**Assignment**
Among the entries that follow, count the lines with the word "white" and report the number by itself.

┄┄┄┄┄┄┄┄┄┄

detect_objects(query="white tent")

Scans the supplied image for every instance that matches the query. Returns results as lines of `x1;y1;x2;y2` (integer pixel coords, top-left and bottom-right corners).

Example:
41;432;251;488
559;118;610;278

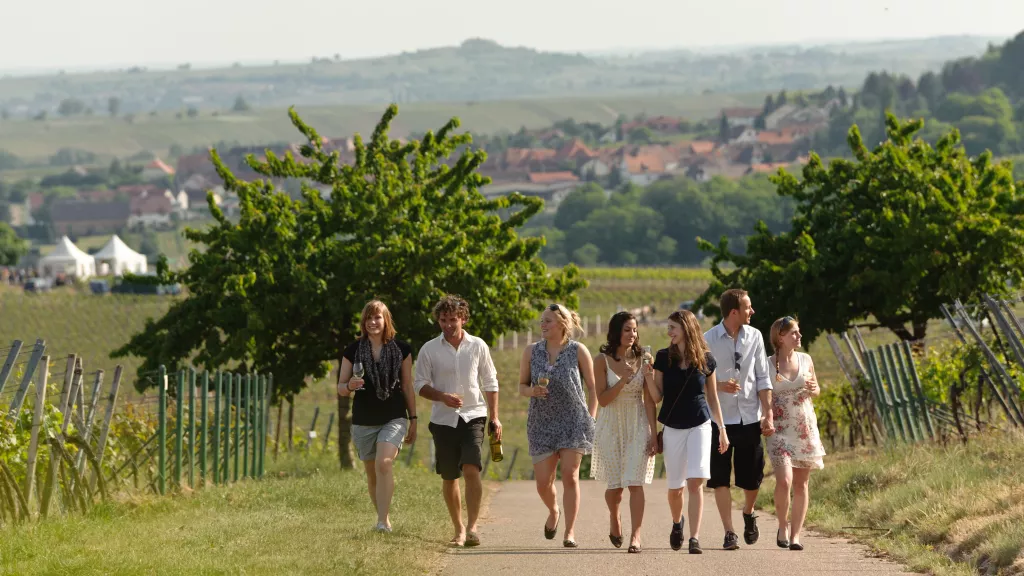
38;236;96;279
94;235;148;276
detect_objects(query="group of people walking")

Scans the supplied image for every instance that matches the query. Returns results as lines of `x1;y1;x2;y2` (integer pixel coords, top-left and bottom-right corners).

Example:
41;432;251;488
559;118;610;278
337;289;826;554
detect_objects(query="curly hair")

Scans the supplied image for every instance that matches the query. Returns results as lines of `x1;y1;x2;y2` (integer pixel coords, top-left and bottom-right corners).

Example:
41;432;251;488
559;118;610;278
432;294;470;322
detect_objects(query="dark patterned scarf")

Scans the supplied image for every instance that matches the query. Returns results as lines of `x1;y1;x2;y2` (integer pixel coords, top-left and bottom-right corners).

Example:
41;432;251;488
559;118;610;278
357;338;404;402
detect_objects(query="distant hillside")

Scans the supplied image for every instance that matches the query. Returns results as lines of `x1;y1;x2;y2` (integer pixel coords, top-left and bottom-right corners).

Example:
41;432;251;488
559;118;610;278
815;31;1024;158
0;36;999;118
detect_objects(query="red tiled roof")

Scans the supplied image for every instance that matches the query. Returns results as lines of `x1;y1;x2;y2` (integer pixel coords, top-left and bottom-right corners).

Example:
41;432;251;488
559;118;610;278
756;131;796;145
689;141;716;155
748;162;791;174
527;171;579;184
146;159;175;174
622;155;665;174
130;193;173;215
555;139;596;161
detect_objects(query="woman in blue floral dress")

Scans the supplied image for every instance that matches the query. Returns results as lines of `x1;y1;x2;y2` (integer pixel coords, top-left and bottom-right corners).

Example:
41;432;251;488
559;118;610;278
518;303;598;548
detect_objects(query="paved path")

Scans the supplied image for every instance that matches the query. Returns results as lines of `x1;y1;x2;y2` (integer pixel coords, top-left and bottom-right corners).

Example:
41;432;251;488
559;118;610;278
441;480;912;576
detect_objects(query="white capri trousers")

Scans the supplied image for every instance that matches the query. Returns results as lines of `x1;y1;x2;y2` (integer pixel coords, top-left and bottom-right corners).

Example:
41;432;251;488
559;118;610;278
662;419;712;490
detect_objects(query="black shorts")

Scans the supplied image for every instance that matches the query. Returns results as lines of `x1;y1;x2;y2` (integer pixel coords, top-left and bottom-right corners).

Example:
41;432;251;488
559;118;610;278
429;417;486;481
707;422;765;491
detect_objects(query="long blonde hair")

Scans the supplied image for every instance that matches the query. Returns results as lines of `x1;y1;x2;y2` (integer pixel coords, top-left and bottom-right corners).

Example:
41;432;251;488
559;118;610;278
667;310;709;372
547;303;584;344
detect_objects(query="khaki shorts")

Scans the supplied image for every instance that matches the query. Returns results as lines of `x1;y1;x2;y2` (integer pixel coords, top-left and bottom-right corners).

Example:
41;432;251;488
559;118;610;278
352;418;408;461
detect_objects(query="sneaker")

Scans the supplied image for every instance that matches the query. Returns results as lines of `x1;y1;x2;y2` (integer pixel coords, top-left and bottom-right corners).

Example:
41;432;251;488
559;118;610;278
670;523;684;551
689;538;703;554
723;531;740;550
743;512;759;545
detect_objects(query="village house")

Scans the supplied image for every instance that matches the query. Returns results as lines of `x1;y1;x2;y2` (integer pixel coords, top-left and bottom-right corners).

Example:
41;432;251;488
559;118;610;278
721;107;762;128
142;158;175;182
128;190;176;229
480;171;580;211
51;200;130;236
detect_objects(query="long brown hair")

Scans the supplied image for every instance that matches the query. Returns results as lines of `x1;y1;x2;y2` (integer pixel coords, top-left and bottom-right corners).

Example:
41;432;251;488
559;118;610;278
599;311;642;361
667;309;709;372
359;300;397;342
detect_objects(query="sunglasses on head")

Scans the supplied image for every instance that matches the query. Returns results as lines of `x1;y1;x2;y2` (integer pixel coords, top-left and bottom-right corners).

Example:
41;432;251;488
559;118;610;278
781;316;795;329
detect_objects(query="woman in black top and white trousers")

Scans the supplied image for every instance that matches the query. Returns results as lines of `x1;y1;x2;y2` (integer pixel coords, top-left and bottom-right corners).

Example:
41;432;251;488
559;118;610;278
646;310;729;554
338;300;416;533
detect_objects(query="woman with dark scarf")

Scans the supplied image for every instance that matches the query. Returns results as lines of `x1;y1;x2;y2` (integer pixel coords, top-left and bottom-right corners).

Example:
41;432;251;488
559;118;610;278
338;300;416;533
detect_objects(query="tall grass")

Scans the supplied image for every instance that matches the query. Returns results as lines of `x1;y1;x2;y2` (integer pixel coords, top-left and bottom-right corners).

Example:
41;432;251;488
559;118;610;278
755;430;1024;575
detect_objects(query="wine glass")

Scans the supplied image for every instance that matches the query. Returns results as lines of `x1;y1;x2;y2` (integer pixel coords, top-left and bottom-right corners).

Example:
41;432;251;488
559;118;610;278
352;362;364;392
536;366;551;399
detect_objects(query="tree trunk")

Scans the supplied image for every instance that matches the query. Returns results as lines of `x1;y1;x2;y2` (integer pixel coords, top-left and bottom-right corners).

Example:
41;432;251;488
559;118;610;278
337;394;354;469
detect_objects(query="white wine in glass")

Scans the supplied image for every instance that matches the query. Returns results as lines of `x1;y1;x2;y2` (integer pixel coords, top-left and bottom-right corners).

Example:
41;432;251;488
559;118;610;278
352;362;364;392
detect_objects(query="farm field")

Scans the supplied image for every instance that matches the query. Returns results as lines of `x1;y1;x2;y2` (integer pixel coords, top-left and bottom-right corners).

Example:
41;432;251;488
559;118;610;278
0;92;766;162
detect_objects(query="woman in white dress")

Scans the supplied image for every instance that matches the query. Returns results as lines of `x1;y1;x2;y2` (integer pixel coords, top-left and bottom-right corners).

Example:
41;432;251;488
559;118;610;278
767;316;825;551
591;311;657;554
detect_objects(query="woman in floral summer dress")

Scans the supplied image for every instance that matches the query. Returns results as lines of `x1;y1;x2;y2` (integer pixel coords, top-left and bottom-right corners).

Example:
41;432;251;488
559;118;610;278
591;311;657;554
518;304;598;549
767;316;825;551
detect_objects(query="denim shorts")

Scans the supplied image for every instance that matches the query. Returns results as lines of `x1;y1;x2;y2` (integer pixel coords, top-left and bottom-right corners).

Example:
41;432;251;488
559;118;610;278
352;418;408;461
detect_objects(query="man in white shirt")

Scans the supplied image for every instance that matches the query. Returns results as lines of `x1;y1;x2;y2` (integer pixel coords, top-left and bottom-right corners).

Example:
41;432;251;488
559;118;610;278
414;294;502;548
703;288;773;551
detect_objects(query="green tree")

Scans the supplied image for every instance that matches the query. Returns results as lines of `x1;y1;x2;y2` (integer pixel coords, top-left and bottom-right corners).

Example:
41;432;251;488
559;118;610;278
627;126;653;144
718;113;730;143
0;149;21;170
108;97;121;117
57;98;85;116
553;184;607;230
232;96;251;112
112;105;585;469
694;114;1024;346
0;223;27;265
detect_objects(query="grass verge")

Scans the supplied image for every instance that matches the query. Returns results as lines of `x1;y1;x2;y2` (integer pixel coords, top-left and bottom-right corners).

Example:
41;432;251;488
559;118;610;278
754;430;1024;576
0;452;458;575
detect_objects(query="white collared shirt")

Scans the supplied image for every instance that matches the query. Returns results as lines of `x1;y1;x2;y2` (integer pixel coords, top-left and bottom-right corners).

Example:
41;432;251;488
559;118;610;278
704;322;772;426
414;331;499;428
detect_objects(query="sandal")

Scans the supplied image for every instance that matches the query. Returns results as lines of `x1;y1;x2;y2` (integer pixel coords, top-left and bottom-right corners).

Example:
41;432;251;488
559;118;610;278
628;544;642;554
609;515;623;548
465;532;481;547
563;539;578;548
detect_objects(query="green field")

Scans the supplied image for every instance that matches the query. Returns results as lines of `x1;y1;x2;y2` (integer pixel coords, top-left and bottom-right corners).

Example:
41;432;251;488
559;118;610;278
0;93;766;162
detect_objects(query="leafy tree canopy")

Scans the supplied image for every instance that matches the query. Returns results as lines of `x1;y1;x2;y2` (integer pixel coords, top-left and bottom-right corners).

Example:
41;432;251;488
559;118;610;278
113;104;586;401
0;223;28;266
695;113;1024;348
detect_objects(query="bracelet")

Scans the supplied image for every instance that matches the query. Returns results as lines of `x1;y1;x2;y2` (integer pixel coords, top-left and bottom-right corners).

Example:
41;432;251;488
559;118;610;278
409;416;418;420
345;382;354;392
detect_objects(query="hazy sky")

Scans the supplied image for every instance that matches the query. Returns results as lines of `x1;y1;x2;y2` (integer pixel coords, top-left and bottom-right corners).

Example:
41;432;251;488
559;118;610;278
2;0;1021;72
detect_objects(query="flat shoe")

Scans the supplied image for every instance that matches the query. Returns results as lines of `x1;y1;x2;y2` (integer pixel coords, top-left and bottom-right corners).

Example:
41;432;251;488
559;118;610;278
563;539;578;548
628;544;642;554
465;532;481;547
777;528;789;548
789;542;804;551
544;509;560;540
609;534;623;548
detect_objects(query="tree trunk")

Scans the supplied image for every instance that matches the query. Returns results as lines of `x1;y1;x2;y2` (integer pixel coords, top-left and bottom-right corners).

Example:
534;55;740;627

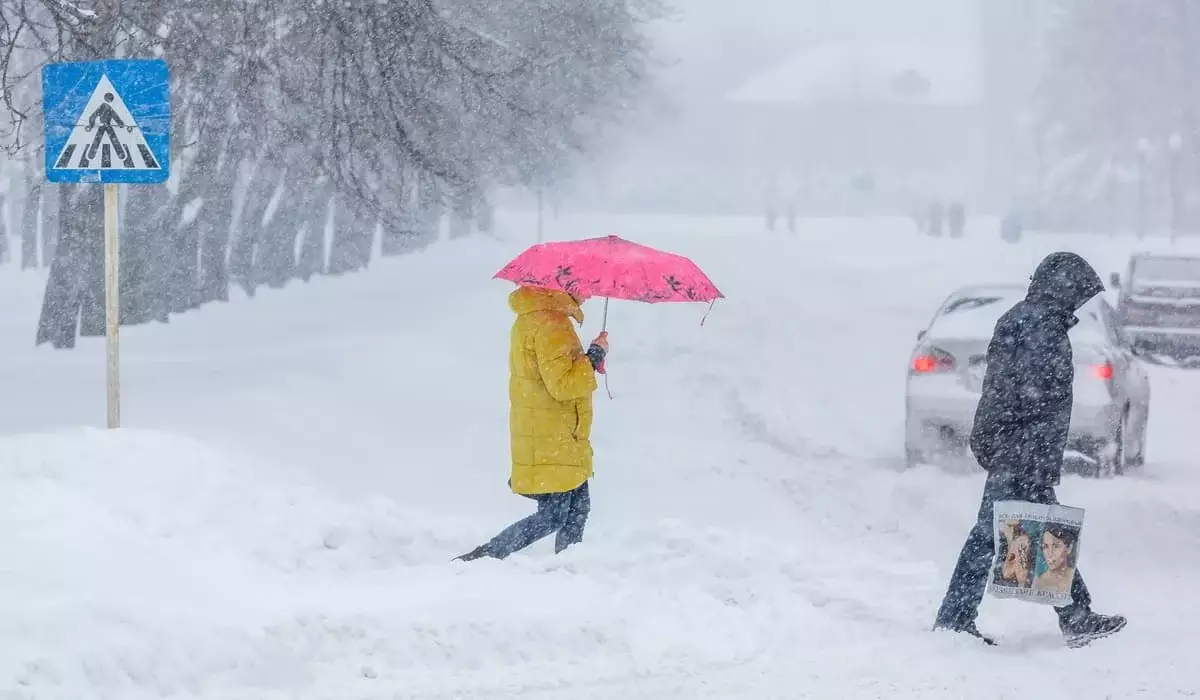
296;190;331;281
417;171;443;245
20;181;41;269
77;187;107;338
476;194;494;234
161;192;195;316
230;163;278;297
381;174;418;257
118;184;168;325
328;195;373;275
254;176;304;289
36;186;102;348
195;156;241;305
447;201;473;239
42;185;60;266
448;182;479;240
380;170;440;256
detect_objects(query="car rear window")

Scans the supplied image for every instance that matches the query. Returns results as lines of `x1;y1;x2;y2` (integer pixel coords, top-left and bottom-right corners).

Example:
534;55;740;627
1134;257;1200;282
942;296;1004;315
1073;305;1105;332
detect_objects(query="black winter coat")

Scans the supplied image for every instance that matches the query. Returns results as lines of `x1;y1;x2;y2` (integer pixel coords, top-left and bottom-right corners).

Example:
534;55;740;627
969;252;1105;487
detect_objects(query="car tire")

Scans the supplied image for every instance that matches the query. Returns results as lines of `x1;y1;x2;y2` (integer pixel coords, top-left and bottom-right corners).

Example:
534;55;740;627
903;409;922;469
1096;409;1128;478
1128;404;1148;469
904;424;925;468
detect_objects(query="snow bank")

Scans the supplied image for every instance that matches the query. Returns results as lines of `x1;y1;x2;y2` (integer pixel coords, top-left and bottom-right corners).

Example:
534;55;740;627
1;428;927;699
9;414;1198;699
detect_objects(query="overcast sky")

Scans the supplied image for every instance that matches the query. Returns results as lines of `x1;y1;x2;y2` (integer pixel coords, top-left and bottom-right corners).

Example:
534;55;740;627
658;0;978;45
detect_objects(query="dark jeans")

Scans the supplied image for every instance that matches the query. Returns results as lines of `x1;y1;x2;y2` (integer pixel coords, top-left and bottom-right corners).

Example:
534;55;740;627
485;482;590;558
935;473;1091;627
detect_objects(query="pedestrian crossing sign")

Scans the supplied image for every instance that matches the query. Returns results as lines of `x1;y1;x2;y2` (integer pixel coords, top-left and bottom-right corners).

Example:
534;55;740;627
42;59;171;184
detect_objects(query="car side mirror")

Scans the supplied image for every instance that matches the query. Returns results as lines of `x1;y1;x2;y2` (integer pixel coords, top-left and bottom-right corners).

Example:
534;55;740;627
916;329;926;341
1109;272;1121;288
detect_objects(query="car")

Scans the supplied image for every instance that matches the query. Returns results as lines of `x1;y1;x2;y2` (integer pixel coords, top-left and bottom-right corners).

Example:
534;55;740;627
905;284;1151;477
1110;253;1200;367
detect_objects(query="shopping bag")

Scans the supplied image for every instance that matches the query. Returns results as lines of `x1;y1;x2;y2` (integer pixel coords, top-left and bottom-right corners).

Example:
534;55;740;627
987;500;1085;606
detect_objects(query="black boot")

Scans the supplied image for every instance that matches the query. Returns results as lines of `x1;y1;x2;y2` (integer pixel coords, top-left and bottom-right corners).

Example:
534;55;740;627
932;620;996;646
1058;606;1127;648
453;544;495;562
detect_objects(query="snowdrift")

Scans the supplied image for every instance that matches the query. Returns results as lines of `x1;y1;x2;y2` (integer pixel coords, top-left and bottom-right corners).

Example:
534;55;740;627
3;215;1200;698
0;428;909;698
5;426;1199;698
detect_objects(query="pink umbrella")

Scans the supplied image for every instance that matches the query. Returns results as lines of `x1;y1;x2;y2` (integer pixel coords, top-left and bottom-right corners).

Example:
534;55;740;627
494;234;724;331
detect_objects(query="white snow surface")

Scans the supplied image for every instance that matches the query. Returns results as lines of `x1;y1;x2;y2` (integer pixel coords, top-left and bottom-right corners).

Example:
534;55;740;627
2;214;1200;698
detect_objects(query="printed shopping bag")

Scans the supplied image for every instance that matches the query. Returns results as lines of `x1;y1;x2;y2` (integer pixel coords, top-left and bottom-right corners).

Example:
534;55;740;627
988;500;1084;606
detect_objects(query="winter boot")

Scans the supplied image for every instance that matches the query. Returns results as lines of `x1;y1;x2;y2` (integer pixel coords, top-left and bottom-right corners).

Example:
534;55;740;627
932;620;996;646
1057;606;1127;648
453;545;495;562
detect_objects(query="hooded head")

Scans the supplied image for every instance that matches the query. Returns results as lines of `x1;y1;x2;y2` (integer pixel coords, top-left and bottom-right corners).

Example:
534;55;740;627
508;285;584;325
1027;252;1105;315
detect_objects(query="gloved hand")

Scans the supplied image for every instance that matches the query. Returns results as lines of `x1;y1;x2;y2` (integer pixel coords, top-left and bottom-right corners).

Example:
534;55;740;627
587;331;608;372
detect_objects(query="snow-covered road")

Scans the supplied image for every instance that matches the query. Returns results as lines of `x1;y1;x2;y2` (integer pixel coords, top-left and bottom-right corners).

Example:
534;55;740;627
2;214;1198;698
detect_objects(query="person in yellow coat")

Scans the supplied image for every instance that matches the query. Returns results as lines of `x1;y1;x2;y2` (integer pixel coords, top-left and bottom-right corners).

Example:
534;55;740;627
456;286;608;561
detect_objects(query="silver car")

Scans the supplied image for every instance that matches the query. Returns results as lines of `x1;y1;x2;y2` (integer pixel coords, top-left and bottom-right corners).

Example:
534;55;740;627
905;284;1151;477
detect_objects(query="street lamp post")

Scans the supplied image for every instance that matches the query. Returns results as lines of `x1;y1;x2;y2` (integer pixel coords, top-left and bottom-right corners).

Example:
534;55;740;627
1169;133;1183;244
1137;138;1152;240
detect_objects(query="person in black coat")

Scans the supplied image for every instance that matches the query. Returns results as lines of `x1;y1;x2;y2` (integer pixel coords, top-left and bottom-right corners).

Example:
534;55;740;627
927;201;944;237
947;201;966;238
933;252;1127;648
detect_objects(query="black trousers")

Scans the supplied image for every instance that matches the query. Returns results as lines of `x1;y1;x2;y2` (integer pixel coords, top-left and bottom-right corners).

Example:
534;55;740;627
485;482;590;558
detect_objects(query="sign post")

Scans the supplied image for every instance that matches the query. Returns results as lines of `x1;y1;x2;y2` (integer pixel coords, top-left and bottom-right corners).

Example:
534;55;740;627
42;58;171;429
104;183;120;428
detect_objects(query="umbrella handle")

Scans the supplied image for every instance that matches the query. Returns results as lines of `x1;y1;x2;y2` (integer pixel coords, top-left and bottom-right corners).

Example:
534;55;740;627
600;297;613;398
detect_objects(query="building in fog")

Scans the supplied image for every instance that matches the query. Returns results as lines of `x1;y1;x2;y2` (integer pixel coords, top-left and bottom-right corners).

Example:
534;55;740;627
979;0;1050;110
556;6;994;218
724;39;986;216
978;0;1054;203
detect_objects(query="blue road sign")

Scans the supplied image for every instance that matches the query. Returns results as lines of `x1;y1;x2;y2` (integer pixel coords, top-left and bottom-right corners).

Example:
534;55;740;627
42;59;170;184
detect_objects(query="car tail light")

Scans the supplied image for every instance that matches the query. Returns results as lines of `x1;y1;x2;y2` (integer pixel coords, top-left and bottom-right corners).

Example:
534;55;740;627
1092;362;1114;380
911;348;956;374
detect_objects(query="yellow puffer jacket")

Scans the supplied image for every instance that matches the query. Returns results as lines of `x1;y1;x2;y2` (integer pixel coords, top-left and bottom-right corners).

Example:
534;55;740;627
507;286;598;495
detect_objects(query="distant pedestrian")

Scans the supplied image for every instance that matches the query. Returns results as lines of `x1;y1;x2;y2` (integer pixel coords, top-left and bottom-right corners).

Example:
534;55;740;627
927;202;944;237
1000;211;1023;242
947;201;966;238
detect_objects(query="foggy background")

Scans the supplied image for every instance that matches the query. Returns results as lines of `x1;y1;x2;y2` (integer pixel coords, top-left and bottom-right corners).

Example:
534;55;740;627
559;0;986;216
559;0;1200;235
1;0;1197;345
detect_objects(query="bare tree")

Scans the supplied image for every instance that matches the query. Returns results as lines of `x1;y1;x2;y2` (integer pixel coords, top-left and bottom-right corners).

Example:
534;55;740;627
1;0;667;347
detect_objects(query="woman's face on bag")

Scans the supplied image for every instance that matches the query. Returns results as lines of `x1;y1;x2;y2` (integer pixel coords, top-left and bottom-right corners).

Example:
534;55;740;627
1042;531;1071;571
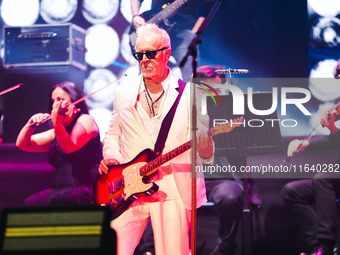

┄┄┄┄┄┄┄┄┄┄

**Worked solution**
8